*ABOUT THIS TASK*
Return every entry exactly.

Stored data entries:
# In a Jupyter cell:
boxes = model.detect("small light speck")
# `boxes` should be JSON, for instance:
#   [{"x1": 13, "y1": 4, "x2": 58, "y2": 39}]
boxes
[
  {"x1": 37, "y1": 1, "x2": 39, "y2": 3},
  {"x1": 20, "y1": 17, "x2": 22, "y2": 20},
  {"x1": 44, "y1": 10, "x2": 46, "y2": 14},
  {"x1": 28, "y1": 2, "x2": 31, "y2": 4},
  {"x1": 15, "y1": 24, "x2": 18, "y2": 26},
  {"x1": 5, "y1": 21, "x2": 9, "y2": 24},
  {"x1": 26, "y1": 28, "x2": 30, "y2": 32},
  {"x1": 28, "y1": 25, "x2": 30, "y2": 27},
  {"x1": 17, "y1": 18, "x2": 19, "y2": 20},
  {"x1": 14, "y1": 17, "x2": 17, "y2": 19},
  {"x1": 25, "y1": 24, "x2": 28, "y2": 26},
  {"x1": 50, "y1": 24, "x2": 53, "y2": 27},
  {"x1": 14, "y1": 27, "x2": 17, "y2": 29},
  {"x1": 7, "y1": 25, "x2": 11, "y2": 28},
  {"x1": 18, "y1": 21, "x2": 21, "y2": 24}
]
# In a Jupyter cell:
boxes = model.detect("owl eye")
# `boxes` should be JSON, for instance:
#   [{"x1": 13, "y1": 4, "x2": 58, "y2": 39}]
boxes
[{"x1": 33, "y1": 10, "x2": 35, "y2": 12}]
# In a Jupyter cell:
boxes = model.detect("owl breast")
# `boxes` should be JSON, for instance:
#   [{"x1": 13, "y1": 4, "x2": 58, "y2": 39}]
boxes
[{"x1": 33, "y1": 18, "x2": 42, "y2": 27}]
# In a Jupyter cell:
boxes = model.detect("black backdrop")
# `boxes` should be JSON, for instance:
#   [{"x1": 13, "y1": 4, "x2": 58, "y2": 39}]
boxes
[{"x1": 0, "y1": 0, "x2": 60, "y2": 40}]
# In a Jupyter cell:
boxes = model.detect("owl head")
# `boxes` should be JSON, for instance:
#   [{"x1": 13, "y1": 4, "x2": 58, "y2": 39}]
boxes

*FINISHED EXERCISE*
# In a Jupyter cell:
boxes = model.detect("small light speck")
# `boxes` should be JSON, for instance:
#   [{"x1": 13, "y1": 4, "x2": 58, "y2": 39}]
boxes
[
  {"x1": 37, "y1": 1, "x2": 39, "y2": 3},
  {"x1": 20, "y1": 17, "x2": 22, "y2": 20},
  {"x1": 44, "y1": 10, "x2": 46, "y2": 14},
  {"x1": 28, "y1": 2, "x2": 31, "y2": 4},
  {"x1": 15, "y1": 24, "x2": 18, "y2": 26},
  {"x1": 5, "y1": 21, "x2": 9, "y2": 24},
  {"x1": 26, "y1": 28, "x2": 30, "y2": 32},
  {"x1": 28, "y1": 25, "x2": 30, "y2": 27},
  {"x1": 17, "y1": 18, "x2": 19, "y2": 20},
  {"x1": 14, "y1": 17, "x2": 17, "y2": 19},
  {"x1": 25, "y1": 24, "x2": 28, "y2": 26},
  {"x1": 50, "y1": 24, "x2": 53, "y2": 27},
  {"x1": 14, "y1": 27, "x2": 17, "y2": 29},
  {"x1": 7, "y1": 25, "x2": 11, "y2": 28},
  {"x1": 18, "y1": 21, "x2": 21, "y2": 24}
]
# In a Jupyter cell:
boxes = model.detect("owl eye")
# `boxes` should be JSON, for instance:
#   [{"x1": 13, "y1": 4, "x2": 58, "y2": 39}]
boxes
[{"x1": 33, "y1": 10, "x2": 35, "y2": 12}]
# In a Jupyter cell:
boxes = model.detect("owl breast")
# `boxes` should be JSON, for instance:
#   [{"x1": 13, "y1": 4, "x2": 58, "y2": 39}]
boxes
[{"x1": 33, "y1": 18, "x2": 42, "y2": 27}]
# In a Jupyter cell:
boxes = model.detect("black backdrop")
# `boxes` should be JSON, for instance:
#   [{"x1": 13, "y1": 4, "x2": 58, "y2": 39}]
boxes
[{"x1": 0, "y1": 0, "x2": 60, "y2": 40}]
# In a Jupyter cell:
boxes = model.detect("owl head")
# `boxes` should be JSON, for instance:
#   [{"x1": 13, "y1": 4, "x2": 58, "y2": 39}]
boxes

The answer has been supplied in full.